— Start Data entries —
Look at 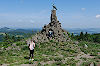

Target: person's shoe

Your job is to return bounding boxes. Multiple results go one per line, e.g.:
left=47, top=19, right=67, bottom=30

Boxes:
left=29, top=59, right=32, bottom=61
left=32, top=59, right=34, bottom=61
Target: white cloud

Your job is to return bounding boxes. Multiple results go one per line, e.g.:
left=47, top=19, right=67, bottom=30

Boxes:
left=96, top=14, right=100, bottom=19
left=81, top=8, right=86, bottom=11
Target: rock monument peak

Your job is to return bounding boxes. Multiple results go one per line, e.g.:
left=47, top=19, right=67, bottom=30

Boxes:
left=32, top=5, right=70, bottom=42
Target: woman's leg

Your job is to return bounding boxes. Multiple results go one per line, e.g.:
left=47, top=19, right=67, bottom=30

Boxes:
left=32, top=49, right=34, bottom=58
left=30, top=50, right=32, bottom=59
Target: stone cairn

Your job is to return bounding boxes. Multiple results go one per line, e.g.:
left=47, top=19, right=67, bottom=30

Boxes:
left=32, top=5, right=70, bottom=43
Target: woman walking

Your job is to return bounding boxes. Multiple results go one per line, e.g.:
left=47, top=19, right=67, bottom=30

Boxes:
left=29, top=39, right=35, bottom=60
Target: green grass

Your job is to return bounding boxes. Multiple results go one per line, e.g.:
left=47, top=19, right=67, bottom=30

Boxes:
left=0, top=41, right=100, bottom=66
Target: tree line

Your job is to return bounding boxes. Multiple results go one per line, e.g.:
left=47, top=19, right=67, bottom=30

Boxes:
left=71, top=32, right=100, bottom=43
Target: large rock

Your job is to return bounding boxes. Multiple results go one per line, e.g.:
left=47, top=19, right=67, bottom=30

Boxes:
left=32, top=6, right=70, bottom=42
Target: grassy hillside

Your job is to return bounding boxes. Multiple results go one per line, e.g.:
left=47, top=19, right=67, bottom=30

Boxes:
left=0, top=41, right=100, bottom=66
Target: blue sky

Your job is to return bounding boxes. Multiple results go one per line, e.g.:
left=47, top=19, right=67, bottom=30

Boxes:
left=0, top=0, right=100, bottom=28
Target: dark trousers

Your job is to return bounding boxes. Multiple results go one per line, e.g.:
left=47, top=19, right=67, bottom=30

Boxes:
left=30, top=49, right=34, bottom=58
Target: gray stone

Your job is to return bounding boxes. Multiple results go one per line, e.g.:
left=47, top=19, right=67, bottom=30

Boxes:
left=32, top=5, right=70, bottom=42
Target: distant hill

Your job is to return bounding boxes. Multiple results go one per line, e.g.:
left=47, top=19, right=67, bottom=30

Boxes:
left=65, top=28, right=100, bottom=34
left=0, top=27, right=40, bottom=33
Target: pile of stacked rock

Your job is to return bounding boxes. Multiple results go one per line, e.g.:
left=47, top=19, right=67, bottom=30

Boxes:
left=32, top=5, right=70, bottom=42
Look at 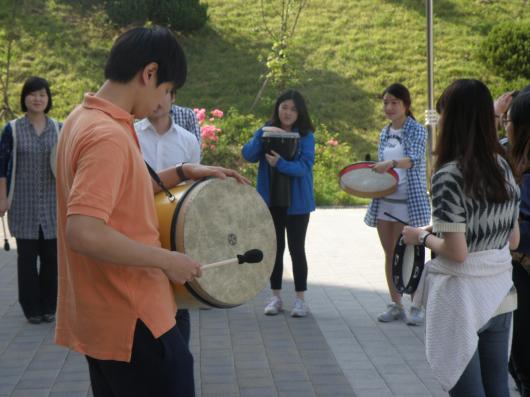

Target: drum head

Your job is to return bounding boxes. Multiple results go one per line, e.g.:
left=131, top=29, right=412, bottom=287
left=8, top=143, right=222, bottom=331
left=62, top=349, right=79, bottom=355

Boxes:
left=392, top=237, right=425, bottom=294
left=174, top=178, right=276, bottom=307
left=339, top=161, right=399, bottom=198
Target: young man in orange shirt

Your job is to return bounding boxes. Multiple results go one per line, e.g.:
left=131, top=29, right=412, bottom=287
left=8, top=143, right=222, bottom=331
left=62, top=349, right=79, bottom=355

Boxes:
left=56, top=27, right=244, bottom=397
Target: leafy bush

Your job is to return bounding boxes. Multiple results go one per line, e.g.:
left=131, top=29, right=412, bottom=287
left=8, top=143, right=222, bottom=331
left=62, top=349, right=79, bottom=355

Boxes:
left=105, top=0, right=150, bottom=26
left=480, top=22, right=530, bottom=80
left=105, top=0, right=208, bottom=32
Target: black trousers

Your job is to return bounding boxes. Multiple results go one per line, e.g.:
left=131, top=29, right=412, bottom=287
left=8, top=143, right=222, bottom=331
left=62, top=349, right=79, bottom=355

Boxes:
left=269, top=207, right=309, bottom=292
left=86, top=320, right=195, bottom=397
left=175, top=309, right=191, bottom=347
left=510, top=262, right=530, bottom=397
left=16, top=228, right=57, bottom=317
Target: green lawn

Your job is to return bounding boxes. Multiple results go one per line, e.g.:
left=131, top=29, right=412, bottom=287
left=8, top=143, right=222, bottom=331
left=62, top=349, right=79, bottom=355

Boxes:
left=0, top=0, right=530, bottom=171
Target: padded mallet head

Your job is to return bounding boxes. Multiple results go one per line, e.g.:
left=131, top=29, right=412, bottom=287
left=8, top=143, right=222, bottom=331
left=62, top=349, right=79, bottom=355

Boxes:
left=237, top=249, right=263, bottom=264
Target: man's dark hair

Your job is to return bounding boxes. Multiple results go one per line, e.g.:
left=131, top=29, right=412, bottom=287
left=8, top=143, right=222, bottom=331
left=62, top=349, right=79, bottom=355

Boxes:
left=20, top=76, right=52, bottom=113
left=105, top=26, right=187, bottom=88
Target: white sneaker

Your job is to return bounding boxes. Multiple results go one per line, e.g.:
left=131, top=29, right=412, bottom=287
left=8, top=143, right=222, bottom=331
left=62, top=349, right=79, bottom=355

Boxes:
left=407, top=305, right=425, bottom=325
left=377, top=302, right=405, bottom=323
left=264, top=296, right=283, bottom=316
left=291, top=298, right=309, bottom=317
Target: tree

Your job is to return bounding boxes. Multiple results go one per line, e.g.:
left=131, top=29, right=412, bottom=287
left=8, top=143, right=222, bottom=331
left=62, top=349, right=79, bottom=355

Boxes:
left=250, top=0, right=308, bottom=111
left=0, top=0, right=17, bottom=120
— End Data entries —
▶ [Task prompt]:
Copy out the part of the material that opens with the line containing "Target: tree line" and closes with the line containing "left=0, top=27, right=40, bottom=33", requests included. Add -64 to every coordinate in the answer bounding boxes, and leave the requests and their sample boxes unchanged.

▶ [Solution for this problem]:
Target: tree line

Your job is to return bounding boxes. Multiple results go one per line, e.g.:
left=47, top=19, right=67, bottom=30

Boxes:
left=7, top=-32, right=36, bottom=-21
Target: large rock

Your job is to return bounding boxes. Multiple results go one per line, e.g.:
left=47, top=19, right=67, bottom=30

Boxes:
left=-32, top=-58, right=6, bottom=-22
Target: grassy hillside

Your job is to return bounding boxes. Multiple results go one per line, e.g.:
left=47, top=19, right=67, bottom=30

Boxes:
left=-64, top=-23, right=36, bottom=2
Target: blue sky

Your job is to return bounding boxes. Multiple results go one per line, e.g.:
left=47, top=19, right=67, bottom=30

Boxes:
left=-64, top=-64, right=36, bottom=-36
Target: dark trousers

Your job is to return bounding boxes. Multiple results go one per line, e.g.:
left=47, top=19, right=67, bottom=30

Boxes:
left=-34, top=-15, right=-30, bottom=-6
Target: gray stone

Your job is to return bounding boxes. Multiple results go one per line, e.g.:
left=47, top=19, right=67, bottom=30

Boxes:
left=-32, top=-59, right=6, bottom=-22
Target: distant hill

Your job is to return bounding boxes. Multiple results go one per line, e.g.:
left=47, top=19, right=67, bottom=30

Boxes:
left=1, top=-36, right=36, bottom=-30
left=-64, top=-37, right=-24, bottom=-31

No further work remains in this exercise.